◆ Directions ◆
Reproduce exactly, and exclusively, the lines from the line containing "Put a dot on each instance of the snow" through the final line of the listing below.

[[ Record set open ]]

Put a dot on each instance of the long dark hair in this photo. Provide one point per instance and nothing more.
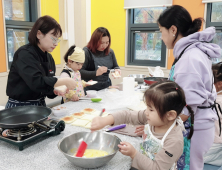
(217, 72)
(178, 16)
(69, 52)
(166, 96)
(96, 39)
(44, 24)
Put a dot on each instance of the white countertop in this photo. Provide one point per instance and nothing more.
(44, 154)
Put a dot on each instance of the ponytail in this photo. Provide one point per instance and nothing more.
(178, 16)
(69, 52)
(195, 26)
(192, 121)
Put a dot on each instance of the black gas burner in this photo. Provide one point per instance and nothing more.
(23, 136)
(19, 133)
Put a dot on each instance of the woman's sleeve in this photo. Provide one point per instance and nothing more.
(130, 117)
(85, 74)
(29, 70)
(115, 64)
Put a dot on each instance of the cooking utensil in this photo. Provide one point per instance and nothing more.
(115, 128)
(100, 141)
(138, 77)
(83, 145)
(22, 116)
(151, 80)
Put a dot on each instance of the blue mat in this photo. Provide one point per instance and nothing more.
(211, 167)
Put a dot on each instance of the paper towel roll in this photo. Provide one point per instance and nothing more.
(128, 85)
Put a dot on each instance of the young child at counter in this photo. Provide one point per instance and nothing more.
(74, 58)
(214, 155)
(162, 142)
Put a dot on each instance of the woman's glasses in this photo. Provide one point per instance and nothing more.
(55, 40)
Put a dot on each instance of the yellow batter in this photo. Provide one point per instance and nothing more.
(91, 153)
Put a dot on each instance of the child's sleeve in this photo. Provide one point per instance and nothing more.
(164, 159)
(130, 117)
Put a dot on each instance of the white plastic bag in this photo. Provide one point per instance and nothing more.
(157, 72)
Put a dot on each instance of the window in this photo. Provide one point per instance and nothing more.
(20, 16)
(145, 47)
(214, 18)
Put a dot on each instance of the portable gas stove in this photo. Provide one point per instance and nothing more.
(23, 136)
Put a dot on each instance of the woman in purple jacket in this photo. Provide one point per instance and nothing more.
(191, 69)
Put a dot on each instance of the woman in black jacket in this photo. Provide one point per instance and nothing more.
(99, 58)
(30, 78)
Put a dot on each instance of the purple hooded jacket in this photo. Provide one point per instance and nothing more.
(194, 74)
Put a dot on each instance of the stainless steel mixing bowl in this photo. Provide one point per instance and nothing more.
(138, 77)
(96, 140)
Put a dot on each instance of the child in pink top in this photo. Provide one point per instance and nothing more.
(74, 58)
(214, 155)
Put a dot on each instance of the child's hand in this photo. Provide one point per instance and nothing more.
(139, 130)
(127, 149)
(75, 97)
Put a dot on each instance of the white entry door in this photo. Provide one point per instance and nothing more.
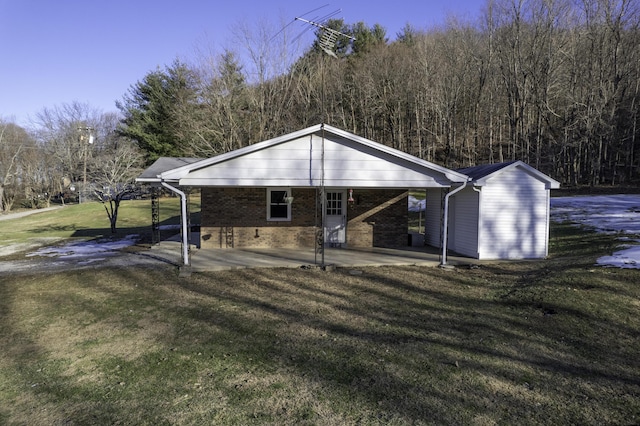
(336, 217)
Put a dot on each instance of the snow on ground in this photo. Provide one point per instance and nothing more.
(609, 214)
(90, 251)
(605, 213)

[[ Record set closed ]]

◆ Output of the task ◆
Put a dot on each instance of the snow on ground in this photo. Provide one point per instance and nothing more.
(609, 214)
(90, 251)
(605, 213)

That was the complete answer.